(EXTRACTED MATERIAL)

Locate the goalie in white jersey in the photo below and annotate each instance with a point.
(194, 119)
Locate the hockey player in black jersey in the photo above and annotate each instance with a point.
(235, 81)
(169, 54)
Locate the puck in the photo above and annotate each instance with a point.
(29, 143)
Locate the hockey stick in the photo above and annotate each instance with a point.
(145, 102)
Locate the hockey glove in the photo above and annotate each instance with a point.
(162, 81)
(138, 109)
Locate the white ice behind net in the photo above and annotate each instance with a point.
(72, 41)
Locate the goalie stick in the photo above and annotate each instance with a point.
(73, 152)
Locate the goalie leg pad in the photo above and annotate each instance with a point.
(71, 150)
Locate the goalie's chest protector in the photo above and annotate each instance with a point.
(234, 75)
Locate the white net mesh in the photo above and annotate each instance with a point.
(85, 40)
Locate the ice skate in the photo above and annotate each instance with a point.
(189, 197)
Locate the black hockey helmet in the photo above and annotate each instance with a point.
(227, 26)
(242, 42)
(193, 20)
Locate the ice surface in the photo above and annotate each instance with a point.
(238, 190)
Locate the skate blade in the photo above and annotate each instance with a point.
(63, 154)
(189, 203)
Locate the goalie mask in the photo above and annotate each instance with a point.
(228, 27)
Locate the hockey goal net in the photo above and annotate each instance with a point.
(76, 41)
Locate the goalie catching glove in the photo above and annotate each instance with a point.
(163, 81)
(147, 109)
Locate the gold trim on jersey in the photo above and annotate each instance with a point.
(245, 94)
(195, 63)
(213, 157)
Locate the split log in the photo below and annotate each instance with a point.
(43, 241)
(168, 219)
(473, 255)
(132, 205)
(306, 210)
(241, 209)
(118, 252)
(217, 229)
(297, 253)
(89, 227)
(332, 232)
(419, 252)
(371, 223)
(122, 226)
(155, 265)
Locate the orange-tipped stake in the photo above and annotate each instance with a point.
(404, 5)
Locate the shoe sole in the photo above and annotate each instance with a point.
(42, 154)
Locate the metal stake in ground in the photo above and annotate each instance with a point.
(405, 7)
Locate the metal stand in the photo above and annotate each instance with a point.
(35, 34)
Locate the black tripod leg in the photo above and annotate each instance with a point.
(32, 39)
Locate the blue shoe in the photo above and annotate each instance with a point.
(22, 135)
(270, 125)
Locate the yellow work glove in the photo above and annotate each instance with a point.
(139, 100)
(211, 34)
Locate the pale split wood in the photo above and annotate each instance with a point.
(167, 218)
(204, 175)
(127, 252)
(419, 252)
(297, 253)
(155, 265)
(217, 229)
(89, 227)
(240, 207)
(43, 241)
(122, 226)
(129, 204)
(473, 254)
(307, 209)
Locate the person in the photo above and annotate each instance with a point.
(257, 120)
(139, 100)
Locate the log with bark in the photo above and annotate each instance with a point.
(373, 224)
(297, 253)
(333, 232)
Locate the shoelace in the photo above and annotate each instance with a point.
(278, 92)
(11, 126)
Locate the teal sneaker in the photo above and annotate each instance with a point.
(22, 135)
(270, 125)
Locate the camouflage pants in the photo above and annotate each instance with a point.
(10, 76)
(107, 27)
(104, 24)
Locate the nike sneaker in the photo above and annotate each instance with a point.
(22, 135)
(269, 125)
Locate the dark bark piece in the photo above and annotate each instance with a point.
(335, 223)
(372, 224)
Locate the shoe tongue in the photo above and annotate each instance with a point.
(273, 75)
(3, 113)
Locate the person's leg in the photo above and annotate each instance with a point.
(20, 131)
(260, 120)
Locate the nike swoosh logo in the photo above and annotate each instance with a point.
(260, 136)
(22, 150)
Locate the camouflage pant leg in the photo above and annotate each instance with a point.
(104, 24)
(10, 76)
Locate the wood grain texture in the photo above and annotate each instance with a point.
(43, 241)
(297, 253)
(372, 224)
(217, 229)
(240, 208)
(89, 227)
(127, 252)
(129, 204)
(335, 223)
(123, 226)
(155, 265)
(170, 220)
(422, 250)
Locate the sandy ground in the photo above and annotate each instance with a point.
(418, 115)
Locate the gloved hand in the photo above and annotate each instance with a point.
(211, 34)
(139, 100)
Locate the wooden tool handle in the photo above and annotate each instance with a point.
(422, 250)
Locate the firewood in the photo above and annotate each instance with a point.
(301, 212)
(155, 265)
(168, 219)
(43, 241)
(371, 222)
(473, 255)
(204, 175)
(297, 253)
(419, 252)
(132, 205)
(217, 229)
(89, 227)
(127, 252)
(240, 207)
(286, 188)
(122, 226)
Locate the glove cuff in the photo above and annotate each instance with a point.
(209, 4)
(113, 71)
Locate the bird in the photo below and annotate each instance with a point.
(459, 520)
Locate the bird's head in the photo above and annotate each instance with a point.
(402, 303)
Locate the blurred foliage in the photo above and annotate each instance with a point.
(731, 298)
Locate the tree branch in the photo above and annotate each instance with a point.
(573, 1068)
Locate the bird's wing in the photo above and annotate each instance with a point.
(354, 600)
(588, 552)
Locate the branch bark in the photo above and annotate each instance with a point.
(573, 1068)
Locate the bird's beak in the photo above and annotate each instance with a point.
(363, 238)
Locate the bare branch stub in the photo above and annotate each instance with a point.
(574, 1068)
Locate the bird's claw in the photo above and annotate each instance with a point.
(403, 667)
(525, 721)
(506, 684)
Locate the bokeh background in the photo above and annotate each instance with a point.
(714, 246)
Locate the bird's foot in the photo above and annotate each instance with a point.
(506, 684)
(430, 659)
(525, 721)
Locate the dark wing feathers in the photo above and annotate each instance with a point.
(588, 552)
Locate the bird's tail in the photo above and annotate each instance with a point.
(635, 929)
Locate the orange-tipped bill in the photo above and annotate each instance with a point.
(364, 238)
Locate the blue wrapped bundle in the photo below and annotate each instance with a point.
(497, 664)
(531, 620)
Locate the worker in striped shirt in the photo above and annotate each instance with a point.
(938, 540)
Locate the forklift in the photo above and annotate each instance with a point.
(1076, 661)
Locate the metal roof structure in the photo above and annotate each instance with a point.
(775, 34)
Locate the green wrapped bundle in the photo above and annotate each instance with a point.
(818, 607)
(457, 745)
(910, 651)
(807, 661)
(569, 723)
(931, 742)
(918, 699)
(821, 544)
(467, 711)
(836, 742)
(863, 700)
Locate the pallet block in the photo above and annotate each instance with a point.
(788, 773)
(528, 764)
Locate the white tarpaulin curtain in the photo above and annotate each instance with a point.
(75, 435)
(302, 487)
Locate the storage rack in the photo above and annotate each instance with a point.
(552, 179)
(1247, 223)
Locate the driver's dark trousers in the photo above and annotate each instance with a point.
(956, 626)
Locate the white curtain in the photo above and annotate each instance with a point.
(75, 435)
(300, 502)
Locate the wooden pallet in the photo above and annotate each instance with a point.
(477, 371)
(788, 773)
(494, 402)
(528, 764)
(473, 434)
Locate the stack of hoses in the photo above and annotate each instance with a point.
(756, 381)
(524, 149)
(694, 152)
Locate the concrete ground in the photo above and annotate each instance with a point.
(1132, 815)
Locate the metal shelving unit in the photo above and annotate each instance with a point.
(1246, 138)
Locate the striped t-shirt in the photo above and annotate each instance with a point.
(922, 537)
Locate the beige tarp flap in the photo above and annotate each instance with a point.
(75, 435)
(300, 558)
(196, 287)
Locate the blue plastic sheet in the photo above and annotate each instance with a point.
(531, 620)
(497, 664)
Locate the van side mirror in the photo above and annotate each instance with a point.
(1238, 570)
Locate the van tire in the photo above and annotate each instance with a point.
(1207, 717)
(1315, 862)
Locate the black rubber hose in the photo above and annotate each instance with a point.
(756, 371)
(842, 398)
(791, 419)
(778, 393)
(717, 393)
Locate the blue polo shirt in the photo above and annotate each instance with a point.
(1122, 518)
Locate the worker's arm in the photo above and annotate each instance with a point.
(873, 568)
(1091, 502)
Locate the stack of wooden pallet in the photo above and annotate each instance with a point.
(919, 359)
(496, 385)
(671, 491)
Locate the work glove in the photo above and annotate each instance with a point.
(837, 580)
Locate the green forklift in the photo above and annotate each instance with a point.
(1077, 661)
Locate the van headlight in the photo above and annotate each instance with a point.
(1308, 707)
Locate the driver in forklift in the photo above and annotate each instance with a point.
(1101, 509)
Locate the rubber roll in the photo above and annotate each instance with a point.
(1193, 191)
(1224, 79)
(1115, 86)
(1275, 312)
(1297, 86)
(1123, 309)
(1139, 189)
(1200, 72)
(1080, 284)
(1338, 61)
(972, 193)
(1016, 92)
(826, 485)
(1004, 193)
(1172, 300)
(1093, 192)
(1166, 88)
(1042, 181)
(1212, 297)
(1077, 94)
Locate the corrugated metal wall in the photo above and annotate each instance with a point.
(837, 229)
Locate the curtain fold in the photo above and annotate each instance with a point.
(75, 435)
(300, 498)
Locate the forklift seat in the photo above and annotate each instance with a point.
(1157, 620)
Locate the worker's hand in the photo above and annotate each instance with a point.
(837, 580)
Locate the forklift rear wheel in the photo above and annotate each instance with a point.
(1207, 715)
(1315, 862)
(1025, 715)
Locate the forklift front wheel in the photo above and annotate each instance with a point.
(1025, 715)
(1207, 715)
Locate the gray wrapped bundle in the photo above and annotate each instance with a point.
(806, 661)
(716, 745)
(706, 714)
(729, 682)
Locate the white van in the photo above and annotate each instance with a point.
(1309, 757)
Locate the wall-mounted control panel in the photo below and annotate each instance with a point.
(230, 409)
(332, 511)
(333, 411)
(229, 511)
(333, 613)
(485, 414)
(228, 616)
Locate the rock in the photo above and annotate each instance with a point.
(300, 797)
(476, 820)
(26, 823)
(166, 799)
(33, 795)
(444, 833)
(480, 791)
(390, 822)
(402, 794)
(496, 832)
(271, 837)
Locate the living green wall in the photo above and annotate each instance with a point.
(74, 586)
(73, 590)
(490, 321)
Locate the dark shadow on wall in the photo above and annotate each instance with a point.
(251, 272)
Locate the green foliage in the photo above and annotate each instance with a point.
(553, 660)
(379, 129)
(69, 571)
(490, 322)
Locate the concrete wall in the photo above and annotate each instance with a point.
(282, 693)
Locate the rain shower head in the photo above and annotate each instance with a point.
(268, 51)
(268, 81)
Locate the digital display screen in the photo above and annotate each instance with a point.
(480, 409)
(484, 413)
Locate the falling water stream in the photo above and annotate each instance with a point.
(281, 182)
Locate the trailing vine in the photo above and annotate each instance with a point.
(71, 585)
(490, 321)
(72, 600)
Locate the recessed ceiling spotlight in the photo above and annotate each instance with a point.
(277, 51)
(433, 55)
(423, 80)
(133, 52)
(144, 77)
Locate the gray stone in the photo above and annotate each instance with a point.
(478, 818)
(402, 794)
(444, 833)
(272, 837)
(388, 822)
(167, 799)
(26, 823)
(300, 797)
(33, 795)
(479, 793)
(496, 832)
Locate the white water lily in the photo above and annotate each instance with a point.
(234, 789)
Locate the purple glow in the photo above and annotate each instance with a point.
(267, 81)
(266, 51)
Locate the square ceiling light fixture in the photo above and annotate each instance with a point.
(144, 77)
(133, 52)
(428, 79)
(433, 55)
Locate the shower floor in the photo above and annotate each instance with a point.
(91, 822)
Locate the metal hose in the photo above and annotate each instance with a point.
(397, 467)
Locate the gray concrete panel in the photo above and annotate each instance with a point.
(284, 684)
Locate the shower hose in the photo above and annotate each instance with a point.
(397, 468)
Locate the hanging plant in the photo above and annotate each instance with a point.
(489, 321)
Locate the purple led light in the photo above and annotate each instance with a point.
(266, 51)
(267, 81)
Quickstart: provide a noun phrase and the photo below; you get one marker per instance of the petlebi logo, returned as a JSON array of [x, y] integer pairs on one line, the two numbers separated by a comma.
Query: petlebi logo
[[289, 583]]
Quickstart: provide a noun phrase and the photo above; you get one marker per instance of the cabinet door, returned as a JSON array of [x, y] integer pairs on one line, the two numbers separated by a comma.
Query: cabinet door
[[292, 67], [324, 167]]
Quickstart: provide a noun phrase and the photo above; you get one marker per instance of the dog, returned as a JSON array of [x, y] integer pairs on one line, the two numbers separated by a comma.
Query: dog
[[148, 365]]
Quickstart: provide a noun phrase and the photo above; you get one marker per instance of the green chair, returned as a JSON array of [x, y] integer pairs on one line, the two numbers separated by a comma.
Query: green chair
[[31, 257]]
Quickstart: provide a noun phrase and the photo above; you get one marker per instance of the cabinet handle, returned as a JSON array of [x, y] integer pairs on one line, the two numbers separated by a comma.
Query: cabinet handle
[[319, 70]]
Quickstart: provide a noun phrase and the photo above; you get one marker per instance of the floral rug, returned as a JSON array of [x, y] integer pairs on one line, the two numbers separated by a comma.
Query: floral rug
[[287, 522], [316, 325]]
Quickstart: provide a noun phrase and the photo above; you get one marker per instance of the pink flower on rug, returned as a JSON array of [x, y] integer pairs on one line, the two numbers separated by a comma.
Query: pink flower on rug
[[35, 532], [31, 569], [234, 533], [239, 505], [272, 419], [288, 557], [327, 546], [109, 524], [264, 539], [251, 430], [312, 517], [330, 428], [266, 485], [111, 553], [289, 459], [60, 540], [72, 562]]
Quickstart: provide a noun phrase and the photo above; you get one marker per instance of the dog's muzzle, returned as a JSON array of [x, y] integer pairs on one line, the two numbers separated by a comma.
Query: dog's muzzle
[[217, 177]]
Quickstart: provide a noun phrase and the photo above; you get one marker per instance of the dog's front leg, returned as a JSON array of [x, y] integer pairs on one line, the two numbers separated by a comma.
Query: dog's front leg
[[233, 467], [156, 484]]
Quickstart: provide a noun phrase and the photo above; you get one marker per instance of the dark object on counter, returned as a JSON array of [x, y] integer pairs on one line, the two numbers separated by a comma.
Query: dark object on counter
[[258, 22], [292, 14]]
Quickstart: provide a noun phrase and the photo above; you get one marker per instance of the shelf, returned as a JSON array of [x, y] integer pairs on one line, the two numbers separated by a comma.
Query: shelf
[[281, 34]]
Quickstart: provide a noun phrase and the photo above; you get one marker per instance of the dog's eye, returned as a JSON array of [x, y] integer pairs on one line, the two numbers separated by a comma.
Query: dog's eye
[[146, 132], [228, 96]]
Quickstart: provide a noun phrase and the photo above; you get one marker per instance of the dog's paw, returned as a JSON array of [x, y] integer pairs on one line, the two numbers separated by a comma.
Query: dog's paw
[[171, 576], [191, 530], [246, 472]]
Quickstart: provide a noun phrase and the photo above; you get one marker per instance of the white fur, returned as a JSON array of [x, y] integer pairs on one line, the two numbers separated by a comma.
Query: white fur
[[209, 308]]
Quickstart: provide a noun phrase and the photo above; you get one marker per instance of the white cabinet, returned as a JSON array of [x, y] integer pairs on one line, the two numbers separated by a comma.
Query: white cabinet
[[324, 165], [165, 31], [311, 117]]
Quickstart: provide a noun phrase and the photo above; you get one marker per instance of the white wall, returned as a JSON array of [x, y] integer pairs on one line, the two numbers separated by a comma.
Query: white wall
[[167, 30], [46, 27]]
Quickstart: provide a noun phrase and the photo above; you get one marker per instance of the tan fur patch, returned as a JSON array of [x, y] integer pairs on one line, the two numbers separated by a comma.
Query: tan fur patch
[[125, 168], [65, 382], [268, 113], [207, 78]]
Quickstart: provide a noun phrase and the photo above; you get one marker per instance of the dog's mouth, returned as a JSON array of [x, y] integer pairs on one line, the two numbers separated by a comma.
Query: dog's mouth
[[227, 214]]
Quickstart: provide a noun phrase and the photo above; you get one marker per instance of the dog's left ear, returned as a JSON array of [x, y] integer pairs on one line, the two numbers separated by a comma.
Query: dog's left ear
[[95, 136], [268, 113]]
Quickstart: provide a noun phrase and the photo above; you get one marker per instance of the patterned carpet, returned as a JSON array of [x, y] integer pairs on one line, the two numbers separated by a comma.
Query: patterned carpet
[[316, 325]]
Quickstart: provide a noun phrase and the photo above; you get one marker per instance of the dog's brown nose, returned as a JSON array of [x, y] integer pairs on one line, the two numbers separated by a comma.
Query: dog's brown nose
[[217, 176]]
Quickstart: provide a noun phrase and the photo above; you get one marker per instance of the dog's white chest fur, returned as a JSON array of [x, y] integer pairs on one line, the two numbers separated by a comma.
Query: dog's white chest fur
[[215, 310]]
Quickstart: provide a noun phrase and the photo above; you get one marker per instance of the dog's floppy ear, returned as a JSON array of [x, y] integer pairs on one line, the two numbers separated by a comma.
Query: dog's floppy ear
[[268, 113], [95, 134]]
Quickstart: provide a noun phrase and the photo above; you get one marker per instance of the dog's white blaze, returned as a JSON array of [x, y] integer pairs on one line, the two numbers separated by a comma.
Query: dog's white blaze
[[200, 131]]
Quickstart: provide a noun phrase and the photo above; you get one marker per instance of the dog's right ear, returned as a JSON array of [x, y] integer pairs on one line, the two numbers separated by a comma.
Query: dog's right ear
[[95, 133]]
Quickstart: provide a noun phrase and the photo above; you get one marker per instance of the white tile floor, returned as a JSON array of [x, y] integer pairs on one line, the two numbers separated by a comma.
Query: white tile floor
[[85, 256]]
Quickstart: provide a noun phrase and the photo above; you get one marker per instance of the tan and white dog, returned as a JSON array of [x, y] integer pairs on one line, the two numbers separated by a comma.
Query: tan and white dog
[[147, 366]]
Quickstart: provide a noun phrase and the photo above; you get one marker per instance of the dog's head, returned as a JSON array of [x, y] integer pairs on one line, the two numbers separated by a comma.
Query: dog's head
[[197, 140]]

(End EXTRACTED MATERIAL)

→ ABOUT THIS EXERCISE
Take from the material above the lines running from the one with "the dog's front" through the one with "dog's paw, returned", and repeat them exactly, with nothing else.

→ SOLUTION FOR THIS PROBLEM
Quickstart: provide a noun phrase and the photo above; you get one marker per instance of the dog's front leg, returned as a JSON array of [x, y] integer pairs on one line, the two numbers separated by a comma.
Query: dog's front leg
[[233, 467], [156, 484]]
Quickstart: provide a noun phrase and the photo above; you get one marker per instance of the dark object on counter, returned as a JSON array of [x, y] integer pairs on one line, the two numbers separated by a comma.
Query: dark object on counter
[[258, 22], [292, 14]]
Quickstart: provide a noun phrase and the photo above; you get one marker per instance of the shelf, returned as a JSON array of [x, y] integer pairs on one line, the two numbers separated by a comma.
Query: shelf
[[281, 34]]
Quickstart: provide a noun phrase and the photo above; you get one marker per instance of the dog's eye, returned as a JSON array of [x, y] integer pairs on one line, the two numbers separated by a comma.
Query: dog's eye
[[146, 132], [228, 96]]
Quickstart: provide a noun phrase and the photo above; you get one marker per instance of the dog's paw, returned as a JSON array of [x, y] integer pairs on one line, the two numbers separated by a comma.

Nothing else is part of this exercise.